Supplied records:
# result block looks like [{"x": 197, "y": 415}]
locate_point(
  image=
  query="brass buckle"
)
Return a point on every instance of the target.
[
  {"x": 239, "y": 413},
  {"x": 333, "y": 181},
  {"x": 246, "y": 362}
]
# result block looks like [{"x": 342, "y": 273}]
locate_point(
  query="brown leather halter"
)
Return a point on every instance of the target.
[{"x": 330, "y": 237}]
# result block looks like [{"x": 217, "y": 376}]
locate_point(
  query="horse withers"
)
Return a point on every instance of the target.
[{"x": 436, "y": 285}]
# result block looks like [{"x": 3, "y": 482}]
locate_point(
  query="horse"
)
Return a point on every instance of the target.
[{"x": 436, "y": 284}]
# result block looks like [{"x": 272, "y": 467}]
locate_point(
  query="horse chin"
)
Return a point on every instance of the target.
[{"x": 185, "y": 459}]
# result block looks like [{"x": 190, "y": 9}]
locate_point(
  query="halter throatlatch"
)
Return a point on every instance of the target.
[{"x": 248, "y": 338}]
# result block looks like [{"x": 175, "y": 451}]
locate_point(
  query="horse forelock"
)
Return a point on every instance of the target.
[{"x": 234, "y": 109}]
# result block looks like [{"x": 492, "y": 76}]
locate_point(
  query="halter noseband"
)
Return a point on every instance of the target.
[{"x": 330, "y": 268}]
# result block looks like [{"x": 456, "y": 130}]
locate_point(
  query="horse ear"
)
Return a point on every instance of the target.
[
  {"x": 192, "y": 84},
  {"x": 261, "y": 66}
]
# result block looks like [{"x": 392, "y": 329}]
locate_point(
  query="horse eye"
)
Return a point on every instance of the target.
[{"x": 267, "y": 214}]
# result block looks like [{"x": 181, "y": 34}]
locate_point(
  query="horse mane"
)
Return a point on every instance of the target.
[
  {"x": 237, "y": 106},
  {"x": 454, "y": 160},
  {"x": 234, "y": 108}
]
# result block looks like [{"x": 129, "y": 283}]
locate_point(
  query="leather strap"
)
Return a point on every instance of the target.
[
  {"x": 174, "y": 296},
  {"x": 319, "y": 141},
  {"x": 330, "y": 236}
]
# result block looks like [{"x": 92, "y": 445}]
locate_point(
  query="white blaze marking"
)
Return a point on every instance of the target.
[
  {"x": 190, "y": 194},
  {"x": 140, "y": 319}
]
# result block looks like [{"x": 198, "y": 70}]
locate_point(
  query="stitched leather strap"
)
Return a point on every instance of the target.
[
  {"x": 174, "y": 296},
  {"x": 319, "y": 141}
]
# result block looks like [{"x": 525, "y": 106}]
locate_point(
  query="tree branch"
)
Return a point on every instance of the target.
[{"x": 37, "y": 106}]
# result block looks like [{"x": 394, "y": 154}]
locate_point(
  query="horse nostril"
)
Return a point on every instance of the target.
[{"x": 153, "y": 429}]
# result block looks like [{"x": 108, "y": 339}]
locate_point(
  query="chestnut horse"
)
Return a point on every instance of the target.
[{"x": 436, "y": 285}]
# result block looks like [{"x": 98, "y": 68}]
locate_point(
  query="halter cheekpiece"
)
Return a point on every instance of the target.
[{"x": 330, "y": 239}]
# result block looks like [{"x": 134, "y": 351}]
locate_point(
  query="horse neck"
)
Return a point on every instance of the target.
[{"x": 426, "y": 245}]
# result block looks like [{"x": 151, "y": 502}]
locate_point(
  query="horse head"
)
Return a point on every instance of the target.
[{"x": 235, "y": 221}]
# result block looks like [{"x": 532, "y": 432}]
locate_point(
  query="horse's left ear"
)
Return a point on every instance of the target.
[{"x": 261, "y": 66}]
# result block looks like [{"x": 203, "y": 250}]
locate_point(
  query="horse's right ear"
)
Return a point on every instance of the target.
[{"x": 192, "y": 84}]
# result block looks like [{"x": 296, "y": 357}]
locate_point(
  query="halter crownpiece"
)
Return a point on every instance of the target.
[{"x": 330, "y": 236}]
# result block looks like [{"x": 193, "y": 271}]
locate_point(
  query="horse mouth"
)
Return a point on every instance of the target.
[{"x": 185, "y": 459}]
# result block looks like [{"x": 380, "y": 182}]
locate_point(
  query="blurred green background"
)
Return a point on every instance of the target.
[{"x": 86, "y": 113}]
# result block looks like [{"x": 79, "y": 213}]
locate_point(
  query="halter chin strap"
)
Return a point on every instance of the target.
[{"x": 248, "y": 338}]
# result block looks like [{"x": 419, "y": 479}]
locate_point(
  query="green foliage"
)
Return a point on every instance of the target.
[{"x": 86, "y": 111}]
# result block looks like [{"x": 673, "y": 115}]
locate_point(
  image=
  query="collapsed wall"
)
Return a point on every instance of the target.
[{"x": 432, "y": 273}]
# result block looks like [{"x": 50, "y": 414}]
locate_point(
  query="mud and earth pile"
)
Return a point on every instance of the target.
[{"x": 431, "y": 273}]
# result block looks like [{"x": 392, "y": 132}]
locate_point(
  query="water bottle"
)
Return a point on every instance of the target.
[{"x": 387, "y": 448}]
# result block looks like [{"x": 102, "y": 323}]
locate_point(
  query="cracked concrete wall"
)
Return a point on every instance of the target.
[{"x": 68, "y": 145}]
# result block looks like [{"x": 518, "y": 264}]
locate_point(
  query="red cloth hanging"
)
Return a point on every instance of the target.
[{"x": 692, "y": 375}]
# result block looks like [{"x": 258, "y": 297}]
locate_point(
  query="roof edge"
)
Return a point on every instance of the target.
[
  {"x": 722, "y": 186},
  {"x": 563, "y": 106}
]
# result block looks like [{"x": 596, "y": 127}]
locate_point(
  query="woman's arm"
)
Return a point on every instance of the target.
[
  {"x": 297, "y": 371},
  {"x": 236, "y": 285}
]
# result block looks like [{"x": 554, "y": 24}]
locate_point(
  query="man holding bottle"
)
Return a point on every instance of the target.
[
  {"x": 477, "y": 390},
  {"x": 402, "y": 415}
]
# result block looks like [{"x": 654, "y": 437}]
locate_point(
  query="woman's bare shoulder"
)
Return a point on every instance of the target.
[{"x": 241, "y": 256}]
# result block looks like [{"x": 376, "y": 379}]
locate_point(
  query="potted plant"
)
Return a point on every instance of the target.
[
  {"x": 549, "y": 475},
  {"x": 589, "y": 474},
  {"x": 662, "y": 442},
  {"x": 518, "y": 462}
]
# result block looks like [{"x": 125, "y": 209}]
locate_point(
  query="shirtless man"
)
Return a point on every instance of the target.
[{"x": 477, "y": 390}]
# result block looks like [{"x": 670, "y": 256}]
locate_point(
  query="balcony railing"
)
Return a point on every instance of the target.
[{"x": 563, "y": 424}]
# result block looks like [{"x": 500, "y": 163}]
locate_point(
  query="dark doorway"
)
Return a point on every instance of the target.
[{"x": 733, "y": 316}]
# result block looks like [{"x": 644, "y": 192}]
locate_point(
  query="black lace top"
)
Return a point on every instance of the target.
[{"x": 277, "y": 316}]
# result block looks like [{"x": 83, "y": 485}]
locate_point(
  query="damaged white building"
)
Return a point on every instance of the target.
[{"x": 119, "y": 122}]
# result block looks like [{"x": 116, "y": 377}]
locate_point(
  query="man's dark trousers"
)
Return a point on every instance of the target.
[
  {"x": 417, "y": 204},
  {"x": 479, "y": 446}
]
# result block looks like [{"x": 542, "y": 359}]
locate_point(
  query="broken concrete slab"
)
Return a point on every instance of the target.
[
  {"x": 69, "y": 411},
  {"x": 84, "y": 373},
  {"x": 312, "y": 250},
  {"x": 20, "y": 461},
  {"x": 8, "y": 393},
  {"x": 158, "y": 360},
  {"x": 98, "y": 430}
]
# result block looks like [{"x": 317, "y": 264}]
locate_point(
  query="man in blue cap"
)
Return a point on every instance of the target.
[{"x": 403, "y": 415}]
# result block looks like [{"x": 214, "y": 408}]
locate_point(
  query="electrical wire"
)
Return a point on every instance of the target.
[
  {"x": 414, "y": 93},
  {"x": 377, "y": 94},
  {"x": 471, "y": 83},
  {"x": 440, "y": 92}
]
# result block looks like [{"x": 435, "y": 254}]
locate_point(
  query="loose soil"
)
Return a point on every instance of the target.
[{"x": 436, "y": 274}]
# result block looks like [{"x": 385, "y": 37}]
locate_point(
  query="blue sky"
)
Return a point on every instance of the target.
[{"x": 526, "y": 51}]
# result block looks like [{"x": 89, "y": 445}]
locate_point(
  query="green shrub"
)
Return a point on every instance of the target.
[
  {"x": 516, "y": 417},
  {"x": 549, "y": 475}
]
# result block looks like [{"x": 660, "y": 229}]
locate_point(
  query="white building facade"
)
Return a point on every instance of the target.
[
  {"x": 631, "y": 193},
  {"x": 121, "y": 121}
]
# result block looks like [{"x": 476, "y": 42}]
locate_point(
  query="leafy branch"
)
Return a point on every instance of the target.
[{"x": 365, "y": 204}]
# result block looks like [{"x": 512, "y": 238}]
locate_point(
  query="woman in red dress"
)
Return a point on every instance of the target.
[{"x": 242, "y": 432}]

What needs to be done: State how many lines in the rows above contain the string "white", counting a match only when the letter case agrees. Reply with the number alone.

Written response: 3